## Set exercise:
Pick out each line in the records below that contains the word "lamp", and copy those lines.

Stored records

>> BEGIN

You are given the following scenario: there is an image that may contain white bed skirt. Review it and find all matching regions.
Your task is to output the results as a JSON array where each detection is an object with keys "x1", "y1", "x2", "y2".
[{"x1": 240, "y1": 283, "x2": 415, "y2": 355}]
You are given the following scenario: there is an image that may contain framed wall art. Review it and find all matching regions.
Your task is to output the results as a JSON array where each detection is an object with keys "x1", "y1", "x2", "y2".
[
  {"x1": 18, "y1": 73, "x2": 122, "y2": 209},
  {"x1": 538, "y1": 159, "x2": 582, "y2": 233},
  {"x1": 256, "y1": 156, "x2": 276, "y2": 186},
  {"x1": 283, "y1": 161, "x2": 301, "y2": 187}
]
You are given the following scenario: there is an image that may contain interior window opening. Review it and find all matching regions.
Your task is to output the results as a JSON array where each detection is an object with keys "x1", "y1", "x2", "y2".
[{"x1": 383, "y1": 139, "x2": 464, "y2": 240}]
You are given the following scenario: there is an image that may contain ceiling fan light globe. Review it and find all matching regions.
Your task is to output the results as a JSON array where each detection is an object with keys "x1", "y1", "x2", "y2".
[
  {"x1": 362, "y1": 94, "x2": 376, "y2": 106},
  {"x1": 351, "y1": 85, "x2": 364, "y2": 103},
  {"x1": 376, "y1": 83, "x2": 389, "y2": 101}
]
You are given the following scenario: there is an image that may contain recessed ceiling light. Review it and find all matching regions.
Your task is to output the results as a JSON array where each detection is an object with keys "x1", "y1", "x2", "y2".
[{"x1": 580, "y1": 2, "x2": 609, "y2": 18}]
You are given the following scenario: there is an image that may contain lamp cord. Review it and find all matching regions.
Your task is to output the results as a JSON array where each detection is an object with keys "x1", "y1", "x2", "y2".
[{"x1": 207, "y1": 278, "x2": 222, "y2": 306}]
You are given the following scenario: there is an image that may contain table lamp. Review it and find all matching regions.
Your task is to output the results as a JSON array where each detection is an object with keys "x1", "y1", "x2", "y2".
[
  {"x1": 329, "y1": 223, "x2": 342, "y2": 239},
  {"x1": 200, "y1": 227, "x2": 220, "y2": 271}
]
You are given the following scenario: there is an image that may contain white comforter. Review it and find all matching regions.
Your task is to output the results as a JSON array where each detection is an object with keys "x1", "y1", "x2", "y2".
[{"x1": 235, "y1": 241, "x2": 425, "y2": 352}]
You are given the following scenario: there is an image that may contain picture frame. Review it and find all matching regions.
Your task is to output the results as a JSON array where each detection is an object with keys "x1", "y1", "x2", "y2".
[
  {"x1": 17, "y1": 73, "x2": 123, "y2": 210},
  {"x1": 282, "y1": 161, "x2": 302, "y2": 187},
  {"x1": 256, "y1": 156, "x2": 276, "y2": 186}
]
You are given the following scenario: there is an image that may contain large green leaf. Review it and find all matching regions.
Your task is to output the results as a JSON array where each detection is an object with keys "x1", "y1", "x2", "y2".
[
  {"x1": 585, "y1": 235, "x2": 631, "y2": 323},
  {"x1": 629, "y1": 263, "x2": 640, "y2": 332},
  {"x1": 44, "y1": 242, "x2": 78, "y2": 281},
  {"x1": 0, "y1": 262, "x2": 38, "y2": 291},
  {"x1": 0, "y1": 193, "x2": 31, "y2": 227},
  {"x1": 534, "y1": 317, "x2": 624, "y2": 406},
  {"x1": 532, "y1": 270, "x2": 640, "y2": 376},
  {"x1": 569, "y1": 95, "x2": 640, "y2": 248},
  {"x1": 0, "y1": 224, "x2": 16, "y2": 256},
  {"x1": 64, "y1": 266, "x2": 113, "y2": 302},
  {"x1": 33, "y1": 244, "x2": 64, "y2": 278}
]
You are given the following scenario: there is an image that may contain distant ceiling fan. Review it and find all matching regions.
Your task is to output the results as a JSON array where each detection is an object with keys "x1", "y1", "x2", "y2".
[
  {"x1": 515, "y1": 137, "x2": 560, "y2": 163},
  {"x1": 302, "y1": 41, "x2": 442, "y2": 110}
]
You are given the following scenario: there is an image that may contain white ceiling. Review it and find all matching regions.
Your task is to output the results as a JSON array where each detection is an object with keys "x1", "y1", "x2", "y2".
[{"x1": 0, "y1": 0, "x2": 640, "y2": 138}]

>> END

## Task result:
You are given the following scenario: there is an image that may contain lamp cord. Review it and find all matching regions.
You are given the following scenario: there is an image that may contain table lamp. Review it and find all matching regions.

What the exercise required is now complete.